Tâche courte 1. Les affirmations sont les suivantes : (a) Kevin dit changer de ligne mobile tous les 15 jours ; (b) Kevin et Jordan sont propriétaires des Mercedes et Audi ; (c) les marchandises de luxe saisies chez Kevin valent 30 000 €. Pour chacune, dites par oui ou non si l'extrait ci-dessous sur l'audience la confirme, et citez mot pour mot les termes qui tranchent.

───── Extrait à lire

Le dossier est épais mais, sans y avoir accès, on peine à reconnaître en tous ces hommes des malfaiteurs chevronnés. Certes, contre Kevin et Jordan, il y a la géolocalisation, les surveillances in situ, « les dépenses chez Vuitton et autres signes extérieurs de richesse », rappelle la procureure, les copines gâtées, l’étude des réseaux WhatsApp, Snapchat, et des écoutes. Toutefois, ils ne sont pas propriétaires des Mercedes et Audi attribuées « aux chefs » par les anonymes. Alors, que penser de cette affaire ?

Changement de ligne téléphonique 23 fois en six mois

Outre les charges précitées, il y a l’attitude de Kevin à l’audience. Il prend les magistrats pour des idiots lorsqu’il assure changer de ligne mobile tous les 15 jours – 23 fois en six mois – « parce que c’est plus économique qu’un abonnement ». Quand il affirme tirer ses revenus « du travail au noir et de la location de voitures prêtées par un ami », « porter une cagoule car il fait froid », effectuer 120 km tous les deux jours pour visiter son cousin et ses amis. Il justifie les marchandises de luxe saisies chez lui, d’une valeur de 19 000 € : « C’est à ma compagne qui travaille. » Mme Géraud le compare à Russel “Stringer” Bell, l’élégant tout en flegme de la série “The Wire”.

Jordan, lui, est beaucoup plus malin… ou sincère. Il décèle des talents, fait du rap, a deux associés, gagne de l’argent : ses bilans financiers établis par un comptable, ses royalties, ses feuilles d’impôts l’attestent. Il s’occupe de sa mère, a fait effacer quatre mentions du bulletin n°2 de son casier, assure être « stabilisé depuis 2018 ». Pour les 30 grammes, il « assume ». Pour le reste, « relaxez-le, plaidera Me Idir. Rendez-lui sa dignité, sa liberté et son humanité ».

──────────
───── Extraits du listing

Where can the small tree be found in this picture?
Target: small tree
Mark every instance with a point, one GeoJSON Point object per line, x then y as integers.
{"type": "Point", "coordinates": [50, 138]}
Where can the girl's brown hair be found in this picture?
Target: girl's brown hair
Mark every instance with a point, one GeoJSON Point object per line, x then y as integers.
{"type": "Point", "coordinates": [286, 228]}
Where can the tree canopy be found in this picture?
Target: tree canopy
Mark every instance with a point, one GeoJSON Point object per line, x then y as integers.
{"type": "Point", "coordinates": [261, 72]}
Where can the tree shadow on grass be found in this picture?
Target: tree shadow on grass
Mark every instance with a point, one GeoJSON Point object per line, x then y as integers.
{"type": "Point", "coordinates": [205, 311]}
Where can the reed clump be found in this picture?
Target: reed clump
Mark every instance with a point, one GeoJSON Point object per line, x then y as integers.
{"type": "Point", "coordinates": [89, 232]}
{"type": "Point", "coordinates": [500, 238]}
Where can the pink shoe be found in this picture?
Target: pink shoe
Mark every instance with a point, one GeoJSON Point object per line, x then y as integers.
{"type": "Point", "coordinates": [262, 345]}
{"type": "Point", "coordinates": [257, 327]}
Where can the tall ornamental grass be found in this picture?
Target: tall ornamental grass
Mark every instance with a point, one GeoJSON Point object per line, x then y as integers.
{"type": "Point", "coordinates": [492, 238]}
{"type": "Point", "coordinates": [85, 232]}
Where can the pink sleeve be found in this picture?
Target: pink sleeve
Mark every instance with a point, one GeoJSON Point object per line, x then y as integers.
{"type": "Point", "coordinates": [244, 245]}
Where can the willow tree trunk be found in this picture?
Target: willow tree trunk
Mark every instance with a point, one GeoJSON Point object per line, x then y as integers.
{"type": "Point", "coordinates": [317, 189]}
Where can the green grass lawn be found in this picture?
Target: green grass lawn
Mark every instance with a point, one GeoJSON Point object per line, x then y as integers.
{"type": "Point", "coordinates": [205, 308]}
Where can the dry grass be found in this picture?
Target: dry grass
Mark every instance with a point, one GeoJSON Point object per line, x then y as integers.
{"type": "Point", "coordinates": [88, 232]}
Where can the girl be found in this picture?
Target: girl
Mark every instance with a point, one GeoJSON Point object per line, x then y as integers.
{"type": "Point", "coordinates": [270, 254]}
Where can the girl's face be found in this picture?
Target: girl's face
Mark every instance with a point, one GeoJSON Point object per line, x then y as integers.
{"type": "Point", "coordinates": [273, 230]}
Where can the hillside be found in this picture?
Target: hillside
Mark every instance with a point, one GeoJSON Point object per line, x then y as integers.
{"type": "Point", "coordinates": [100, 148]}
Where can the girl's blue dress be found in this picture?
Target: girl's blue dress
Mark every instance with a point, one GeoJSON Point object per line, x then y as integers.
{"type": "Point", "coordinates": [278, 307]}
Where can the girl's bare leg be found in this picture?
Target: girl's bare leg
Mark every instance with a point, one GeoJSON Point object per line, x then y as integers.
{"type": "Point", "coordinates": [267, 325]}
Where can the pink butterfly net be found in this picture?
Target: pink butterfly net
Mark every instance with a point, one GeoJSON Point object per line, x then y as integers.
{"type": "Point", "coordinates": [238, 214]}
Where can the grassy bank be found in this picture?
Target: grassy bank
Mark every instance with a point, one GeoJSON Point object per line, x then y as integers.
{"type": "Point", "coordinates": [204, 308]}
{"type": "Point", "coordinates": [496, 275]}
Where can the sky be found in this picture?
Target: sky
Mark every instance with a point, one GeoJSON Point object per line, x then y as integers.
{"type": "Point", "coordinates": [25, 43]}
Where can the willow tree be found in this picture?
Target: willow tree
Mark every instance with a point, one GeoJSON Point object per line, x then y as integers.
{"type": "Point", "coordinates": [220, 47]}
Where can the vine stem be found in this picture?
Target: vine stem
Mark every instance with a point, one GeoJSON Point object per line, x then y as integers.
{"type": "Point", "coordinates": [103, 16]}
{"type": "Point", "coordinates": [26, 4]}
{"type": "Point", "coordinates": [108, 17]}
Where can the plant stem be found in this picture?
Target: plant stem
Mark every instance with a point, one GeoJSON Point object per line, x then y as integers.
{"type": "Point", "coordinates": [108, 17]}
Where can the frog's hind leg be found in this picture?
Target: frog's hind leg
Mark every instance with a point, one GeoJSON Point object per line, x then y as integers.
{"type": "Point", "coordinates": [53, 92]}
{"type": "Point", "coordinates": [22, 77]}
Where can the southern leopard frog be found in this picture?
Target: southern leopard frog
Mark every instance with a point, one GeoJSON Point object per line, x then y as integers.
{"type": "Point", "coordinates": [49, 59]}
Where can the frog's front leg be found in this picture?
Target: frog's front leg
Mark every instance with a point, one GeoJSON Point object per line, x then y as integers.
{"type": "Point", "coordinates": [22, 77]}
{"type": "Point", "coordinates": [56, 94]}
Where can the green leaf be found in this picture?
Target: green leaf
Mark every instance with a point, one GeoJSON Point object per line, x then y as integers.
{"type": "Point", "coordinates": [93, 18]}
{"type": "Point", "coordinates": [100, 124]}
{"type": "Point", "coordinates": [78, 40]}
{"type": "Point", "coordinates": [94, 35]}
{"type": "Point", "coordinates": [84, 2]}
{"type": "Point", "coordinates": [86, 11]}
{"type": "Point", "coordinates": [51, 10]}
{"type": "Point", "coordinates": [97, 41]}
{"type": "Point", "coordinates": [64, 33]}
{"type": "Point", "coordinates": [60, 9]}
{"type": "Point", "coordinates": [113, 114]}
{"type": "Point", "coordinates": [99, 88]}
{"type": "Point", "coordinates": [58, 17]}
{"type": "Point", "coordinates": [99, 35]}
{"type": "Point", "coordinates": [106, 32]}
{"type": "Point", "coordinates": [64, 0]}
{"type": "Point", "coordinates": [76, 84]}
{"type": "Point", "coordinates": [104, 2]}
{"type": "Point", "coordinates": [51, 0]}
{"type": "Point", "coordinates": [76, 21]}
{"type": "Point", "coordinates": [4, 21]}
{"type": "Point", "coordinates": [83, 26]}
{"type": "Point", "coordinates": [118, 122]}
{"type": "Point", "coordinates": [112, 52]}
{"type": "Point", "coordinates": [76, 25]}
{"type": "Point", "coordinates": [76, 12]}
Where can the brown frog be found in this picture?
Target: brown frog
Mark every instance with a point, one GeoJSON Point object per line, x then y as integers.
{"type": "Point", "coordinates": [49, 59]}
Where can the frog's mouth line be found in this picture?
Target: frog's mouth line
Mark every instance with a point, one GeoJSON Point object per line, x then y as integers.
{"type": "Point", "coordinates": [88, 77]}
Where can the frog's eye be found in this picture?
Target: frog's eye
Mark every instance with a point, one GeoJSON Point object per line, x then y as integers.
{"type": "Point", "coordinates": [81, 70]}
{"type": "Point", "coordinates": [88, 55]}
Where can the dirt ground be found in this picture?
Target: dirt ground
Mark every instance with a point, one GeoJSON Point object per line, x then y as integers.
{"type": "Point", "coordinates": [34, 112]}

──────────
───── Extraits du listing

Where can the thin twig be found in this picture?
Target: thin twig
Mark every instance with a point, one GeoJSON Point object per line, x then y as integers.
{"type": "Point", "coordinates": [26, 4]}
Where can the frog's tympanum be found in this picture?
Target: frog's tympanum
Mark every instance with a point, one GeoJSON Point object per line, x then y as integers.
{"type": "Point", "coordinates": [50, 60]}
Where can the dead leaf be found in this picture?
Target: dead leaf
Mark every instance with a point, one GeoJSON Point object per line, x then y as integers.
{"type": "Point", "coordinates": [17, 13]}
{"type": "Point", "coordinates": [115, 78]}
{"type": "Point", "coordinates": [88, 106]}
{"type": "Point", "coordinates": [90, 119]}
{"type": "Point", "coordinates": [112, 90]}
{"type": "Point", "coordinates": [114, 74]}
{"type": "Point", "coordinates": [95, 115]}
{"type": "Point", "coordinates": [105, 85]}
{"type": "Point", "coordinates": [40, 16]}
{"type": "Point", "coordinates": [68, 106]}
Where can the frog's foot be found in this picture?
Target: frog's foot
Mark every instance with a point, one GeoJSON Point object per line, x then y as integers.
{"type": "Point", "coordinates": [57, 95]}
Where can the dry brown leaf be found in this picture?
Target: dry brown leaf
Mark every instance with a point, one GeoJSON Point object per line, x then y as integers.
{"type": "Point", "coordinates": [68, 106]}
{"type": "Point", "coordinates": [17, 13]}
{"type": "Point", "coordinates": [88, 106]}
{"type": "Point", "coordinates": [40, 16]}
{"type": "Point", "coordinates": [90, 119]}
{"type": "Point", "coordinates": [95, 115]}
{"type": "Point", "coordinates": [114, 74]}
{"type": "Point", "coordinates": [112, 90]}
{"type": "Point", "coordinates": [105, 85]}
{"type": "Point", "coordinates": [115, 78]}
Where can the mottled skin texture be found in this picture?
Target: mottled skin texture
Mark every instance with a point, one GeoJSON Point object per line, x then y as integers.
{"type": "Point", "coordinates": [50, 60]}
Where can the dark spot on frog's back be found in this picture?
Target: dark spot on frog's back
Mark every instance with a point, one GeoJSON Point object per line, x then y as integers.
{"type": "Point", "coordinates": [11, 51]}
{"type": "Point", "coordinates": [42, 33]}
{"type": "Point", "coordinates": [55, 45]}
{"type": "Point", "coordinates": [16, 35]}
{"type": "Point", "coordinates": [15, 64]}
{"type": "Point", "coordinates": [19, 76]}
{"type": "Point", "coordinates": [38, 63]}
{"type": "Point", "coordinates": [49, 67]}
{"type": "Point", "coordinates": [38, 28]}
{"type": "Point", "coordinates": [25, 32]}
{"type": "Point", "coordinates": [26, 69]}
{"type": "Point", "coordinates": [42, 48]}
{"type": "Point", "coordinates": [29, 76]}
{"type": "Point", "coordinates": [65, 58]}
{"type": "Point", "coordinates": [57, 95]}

──────────
───── Extraits du listing

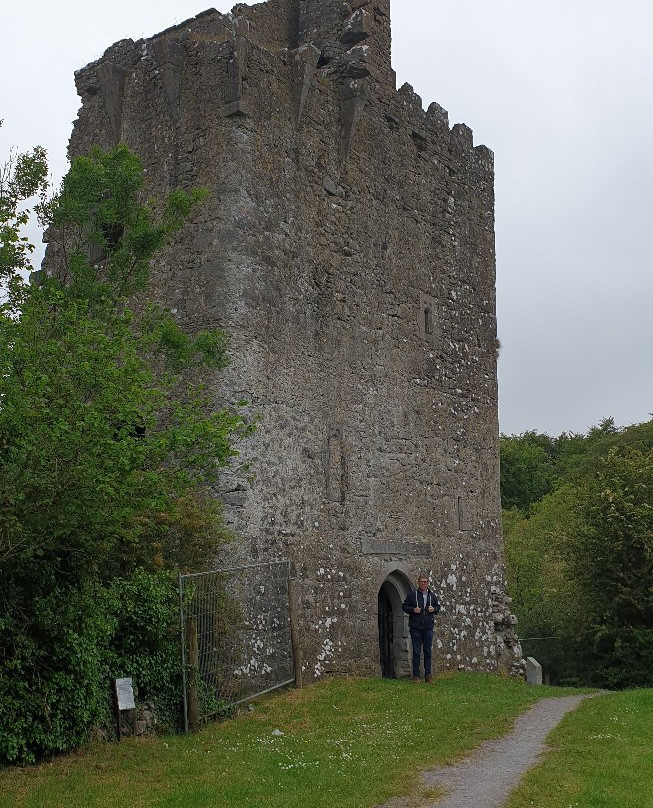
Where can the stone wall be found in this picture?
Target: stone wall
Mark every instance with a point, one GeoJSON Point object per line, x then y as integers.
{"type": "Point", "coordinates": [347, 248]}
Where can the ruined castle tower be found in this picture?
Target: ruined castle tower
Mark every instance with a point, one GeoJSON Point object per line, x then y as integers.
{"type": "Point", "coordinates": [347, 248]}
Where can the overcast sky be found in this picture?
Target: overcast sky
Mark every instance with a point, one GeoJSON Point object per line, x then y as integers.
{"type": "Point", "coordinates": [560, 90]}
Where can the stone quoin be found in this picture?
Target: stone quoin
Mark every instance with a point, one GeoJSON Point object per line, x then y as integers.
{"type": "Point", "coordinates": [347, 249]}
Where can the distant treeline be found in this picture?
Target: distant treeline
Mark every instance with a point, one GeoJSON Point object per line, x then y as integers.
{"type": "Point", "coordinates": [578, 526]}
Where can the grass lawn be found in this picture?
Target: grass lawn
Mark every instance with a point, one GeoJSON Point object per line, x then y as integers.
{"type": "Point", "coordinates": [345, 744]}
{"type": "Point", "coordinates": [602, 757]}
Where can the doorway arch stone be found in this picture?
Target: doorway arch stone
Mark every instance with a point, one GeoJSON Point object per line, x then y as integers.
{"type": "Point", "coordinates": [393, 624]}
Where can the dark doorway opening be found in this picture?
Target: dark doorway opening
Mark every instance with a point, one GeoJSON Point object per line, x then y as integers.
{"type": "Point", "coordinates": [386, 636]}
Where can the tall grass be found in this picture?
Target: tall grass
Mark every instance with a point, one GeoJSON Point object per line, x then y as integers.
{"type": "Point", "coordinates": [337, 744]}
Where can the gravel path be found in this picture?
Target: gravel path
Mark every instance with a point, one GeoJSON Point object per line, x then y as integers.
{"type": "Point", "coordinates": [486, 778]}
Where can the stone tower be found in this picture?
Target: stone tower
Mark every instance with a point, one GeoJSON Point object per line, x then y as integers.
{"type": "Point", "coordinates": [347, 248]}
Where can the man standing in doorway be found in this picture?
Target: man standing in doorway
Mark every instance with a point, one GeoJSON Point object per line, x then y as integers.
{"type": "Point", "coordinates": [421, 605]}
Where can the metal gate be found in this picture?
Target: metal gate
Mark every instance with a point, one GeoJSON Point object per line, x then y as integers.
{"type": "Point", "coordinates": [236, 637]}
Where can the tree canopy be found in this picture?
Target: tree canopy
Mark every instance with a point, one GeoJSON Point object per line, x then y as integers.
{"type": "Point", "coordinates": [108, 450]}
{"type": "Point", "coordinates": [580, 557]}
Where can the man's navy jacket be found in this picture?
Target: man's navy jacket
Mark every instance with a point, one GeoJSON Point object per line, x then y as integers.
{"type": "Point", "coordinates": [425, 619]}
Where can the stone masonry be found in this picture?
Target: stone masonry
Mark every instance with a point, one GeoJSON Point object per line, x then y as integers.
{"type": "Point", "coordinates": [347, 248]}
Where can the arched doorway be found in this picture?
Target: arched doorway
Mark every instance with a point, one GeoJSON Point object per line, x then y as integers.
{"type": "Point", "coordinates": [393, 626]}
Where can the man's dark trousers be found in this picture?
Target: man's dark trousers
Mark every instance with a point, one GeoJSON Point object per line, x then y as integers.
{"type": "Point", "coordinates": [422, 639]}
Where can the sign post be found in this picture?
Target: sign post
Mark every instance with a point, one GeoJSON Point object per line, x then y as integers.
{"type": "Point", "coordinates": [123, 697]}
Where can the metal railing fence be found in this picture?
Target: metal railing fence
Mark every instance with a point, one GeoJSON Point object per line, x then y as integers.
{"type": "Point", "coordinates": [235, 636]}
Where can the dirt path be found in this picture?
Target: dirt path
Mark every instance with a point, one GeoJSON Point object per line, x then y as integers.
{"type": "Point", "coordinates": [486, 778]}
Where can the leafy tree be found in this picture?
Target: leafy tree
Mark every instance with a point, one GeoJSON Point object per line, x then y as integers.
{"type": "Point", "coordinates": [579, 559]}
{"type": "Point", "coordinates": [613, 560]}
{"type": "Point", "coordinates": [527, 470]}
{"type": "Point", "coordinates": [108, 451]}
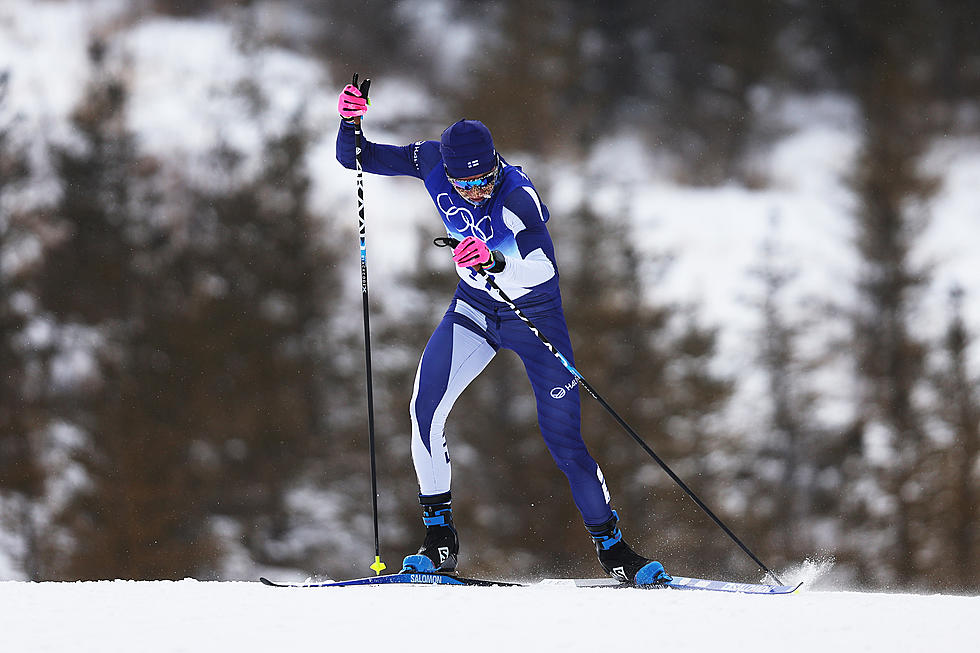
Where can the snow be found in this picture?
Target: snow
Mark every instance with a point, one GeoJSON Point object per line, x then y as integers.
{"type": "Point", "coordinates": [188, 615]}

──────────

Tâche courte 2. Renvoyez toutes les lignes du listing qui contiennent la chaîne « railing », en respectant la casse.

Réponse détaillée 1.
(a) Oui : « changer de ligne mobile tous les 15 jours ».
(b) Non : « ils ne sont pas propriétaires des Mercedes et Audi ».
(c) Non : « d’une valeur de 19 000 € ».

Réponse détaillée 2.
Where can the metal railing fence be found in this picture?
Target: metal railing fence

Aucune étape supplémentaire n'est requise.